Scarpe a km zero, la sfida tutta italiana
Diadora restaura una linea di produzione chiusa da vent’anni nel distretto di Montebelluna «È la strada giusta, speriamo che altri ci seguano». Obiettivo: 300 mila paia entro il 2018
«Si comincia così. Con una linea. Poi si espande il progetto. E la speranza è che ci seguano altre aziende italiane: noi oggi dimostriamo che la produzione, almeno di una parte dei propri prodotti, si può riportare in Italia. La scarpa sportiva è nata nel distretto di Montebelluna: noi abbiamo restaurato una linea chiusa da vent’anni, abbiamo riportato in funzione le macchine, riavviato la produzione qui, in Italia, a chilometro zero. Abbiamo un programma al momento unico in Italia nel calzaturiero: la quantificazione e tracciabilità della carbon footprint. L’obiettivo è quello di avere, almeno nella gamma più alta, un prodotto italiano, con impatto ambientale ridotto veramente al minimo in un controllo rigoroso della filiera produttiva».

> [Consegne]
(a) Rispondi alle domande seguenti in base al brano sulle scarpe a km zero.
(i) Da quanti anni era chiusa la linea di produzione restaurata da Diadora?
(ii) Quante paia si vogliono produrre entro il 2018?
(iii) In quale distretto è nata la scarpa sportiva?
(b) Per ciascuna affermazione indica se concorda con il brano sulle scarpe a km zero e riporta le parole del brano che lo stabiliscono.
(i) Diadora ha costruito una linea di produzione del tutto nuova.
(ii) Il programma sulla carbon footprint è al momento unico in Italia nel calzaturiero.
(iii) L’azienda dice che si può riportare in Italia tutta la propria produzione.
(c) Continua il brano sulle scarpe a km zero a partire dalla sua ultima frase.

> [Dati mostrati]
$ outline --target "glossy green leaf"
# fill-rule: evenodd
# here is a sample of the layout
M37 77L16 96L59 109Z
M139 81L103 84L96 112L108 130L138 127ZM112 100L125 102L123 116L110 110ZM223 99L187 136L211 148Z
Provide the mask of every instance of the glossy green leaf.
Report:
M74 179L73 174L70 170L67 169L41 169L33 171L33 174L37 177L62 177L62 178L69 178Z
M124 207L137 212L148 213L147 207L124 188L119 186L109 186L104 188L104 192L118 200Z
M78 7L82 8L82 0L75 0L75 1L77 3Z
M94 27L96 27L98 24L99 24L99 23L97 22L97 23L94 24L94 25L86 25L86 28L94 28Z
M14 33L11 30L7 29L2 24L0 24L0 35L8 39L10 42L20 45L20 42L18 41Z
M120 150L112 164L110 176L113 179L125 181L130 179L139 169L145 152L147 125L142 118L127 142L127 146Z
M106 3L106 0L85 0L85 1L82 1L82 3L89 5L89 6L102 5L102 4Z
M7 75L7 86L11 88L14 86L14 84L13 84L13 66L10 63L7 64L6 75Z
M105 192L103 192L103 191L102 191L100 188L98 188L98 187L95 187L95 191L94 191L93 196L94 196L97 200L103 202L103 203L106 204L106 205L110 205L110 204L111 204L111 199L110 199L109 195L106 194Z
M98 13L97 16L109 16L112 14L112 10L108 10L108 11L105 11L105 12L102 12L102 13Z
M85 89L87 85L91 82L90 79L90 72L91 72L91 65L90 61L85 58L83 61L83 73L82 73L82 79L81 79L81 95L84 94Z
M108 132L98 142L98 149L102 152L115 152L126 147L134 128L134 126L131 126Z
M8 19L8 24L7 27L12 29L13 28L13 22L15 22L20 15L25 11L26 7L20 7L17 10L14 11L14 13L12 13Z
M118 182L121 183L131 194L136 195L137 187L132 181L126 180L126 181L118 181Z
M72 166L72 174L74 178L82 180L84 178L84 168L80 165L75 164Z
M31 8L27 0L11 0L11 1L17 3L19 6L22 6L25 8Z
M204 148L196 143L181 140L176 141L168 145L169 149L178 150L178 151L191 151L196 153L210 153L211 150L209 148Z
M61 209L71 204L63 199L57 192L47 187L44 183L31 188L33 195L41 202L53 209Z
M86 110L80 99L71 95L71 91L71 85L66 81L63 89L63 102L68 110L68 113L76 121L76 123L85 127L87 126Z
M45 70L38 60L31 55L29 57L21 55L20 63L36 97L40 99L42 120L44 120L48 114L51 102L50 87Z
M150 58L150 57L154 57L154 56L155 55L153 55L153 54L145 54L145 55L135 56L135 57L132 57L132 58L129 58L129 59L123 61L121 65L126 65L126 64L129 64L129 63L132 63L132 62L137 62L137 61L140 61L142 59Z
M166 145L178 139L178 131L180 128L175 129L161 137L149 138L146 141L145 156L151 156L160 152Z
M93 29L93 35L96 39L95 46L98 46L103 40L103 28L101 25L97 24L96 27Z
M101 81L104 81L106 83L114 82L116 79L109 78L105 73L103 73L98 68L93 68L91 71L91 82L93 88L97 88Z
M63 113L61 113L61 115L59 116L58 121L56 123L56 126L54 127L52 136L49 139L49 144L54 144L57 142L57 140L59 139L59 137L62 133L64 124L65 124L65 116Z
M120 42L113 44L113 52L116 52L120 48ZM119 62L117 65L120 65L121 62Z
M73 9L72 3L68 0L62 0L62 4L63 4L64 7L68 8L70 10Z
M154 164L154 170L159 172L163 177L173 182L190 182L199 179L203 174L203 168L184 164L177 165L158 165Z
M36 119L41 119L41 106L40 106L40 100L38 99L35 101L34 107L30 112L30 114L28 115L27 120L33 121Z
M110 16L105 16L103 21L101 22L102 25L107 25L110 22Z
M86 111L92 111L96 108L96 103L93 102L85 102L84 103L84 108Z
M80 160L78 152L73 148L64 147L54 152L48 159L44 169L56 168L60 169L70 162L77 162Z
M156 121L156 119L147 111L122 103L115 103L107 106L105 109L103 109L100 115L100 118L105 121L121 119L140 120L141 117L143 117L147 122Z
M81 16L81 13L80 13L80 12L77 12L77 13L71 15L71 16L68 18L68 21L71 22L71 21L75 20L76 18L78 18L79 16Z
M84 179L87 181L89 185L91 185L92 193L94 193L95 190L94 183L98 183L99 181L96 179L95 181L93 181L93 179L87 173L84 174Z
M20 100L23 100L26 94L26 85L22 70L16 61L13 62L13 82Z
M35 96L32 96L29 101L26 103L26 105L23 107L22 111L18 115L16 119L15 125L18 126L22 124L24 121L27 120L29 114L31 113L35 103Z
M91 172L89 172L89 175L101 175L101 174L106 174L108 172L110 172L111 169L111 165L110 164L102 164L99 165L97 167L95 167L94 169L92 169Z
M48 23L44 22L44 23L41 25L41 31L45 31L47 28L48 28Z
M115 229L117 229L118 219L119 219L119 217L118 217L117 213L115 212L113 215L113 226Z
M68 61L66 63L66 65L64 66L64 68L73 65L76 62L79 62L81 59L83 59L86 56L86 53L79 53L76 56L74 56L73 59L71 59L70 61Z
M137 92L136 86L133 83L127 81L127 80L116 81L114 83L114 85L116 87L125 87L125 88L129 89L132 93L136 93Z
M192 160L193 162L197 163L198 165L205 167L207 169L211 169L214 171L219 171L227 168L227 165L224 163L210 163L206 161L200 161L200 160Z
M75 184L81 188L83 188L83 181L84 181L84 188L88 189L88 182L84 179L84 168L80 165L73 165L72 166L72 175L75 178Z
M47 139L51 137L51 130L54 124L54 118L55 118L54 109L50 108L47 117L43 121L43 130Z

--

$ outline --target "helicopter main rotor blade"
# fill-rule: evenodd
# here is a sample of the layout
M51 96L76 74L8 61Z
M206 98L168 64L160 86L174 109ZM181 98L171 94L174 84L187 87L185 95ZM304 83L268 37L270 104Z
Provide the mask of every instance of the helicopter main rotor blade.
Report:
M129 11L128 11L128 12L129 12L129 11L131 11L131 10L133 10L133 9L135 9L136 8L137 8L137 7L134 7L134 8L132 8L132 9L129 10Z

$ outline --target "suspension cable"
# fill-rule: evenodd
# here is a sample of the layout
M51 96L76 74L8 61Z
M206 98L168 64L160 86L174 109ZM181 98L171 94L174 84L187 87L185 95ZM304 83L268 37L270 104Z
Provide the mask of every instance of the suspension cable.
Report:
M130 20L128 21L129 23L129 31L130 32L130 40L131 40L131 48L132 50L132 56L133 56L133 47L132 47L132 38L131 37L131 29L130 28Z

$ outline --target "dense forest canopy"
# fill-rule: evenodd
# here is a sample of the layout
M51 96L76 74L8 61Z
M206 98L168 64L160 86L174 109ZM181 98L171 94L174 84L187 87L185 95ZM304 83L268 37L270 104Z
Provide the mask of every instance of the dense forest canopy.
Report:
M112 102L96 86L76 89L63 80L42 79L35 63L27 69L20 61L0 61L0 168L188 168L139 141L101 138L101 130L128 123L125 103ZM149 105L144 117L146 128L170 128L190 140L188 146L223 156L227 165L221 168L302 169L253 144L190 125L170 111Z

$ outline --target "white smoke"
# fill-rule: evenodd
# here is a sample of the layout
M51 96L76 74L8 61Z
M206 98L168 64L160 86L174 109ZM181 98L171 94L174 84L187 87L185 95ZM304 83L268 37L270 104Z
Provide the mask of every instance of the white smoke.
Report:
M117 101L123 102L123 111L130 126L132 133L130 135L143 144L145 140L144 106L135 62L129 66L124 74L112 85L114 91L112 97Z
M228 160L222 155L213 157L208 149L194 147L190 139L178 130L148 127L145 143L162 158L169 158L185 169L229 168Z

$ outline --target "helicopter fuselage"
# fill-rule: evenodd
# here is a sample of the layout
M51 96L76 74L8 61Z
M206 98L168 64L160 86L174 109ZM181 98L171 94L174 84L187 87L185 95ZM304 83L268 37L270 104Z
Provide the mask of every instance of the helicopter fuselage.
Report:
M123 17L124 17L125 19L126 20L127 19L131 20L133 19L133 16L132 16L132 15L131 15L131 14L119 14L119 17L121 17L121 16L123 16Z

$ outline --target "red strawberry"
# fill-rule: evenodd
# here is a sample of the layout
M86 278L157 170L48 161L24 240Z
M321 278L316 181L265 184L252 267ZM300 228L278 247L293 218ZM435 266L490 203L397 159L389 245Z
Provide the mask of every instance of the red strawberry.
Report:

==

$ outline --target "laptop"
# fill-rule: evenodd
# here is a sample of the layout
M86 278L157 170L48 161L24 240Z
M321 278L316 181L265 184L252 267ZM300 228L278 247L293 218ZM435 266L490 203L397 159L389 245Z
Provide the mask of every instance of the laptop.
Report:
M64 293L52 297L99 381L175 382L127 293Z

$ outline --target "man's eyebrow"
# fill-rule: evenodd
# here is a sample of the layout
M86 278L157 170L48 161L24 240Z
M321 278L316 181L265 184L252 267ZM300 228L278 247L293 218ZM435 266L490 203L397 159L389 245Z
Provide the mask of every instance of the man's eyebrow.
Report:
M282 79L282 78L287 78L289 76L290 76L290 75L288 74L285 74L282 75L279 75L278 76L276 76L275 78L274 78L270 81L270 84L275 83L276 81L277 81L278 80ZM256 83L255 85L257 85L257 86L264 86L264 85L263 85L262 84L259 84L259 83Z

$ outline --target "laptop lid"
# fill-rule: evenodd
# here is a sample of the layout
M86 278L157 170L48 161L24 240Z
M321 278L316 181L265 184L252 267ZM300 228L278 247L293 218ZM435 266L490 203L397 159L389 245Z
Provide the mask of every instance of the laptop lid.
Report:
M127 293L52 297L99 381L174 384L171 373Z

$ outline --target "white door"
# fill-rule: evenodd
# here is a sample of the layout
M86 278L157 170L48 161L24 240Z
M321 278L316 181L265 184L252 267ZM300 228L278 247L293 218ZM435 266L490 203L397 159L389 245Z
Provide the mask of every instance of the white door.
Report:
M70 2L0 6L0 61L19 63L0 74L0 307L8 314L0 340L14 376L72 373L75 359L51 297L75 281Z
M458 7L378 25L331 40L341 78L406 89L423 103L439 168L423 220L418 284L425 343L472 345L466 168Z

> [Risposte]
(a)
(i) Da vent’anni.
(ii) 300 mila paia.
(iii) Nel distretto di Montebelluna.

(b)
(i) No: «noi abbiamo restaurato una linea chiusa da vent’anni».
(ii) Sì: «Abbiamo un programma al momento unico in Italia nel calzaturiero: la quantificazione e tracciabilità della carbon footprint».
(iii) No: «la produzione, almeno di una parte dei propri prodotti, si può riportare in Italia».

(c)
Enrico Moretti Polegato, 33 anni, presidente e amministratore delegato, ha varato un progetto molto importante per il rilancio della sua Diadora, azienda storica rilevata da Geox nel 2009: Diadora nei decenni passati ha calzato i piedi di Senna, Baggio, Borg, Van Basten, Lucchinelli, una lista lunghissima di campioni le cui scarpe sono ospitate nel museo aziendale a Caerano San Marco (Treviso) come cimeli.
Ed ecco, qui a Pitti, la «Trident 90», uno dei modelli più venduti nella storia della casa, che ora viene nuovamente fatta in Italia, in pelle, trasformata in «ibrido» con tomaia Anni 80 e suola da corsa Anni 90. Ecco la Equipe Ita in pelle e nylon e la B. Elite Ita da tennis rieditata in pelle pienofiore e suola stampata: tutte made in Caerano, e con quelle da calcio (la casa è fornitrice ufficiale anche dell’Associazione arbitri) fanno per ora 100 mila paia di scarpe italiane all’anno «per dare un segnale, di business e francamente anche di orgoglio», raccontava ieri Moretti Polegato, sorridente per l’allegro assedio dei fan di Marco Mengoni, che, fotografatissimo, ha visitato lo stand Diadora.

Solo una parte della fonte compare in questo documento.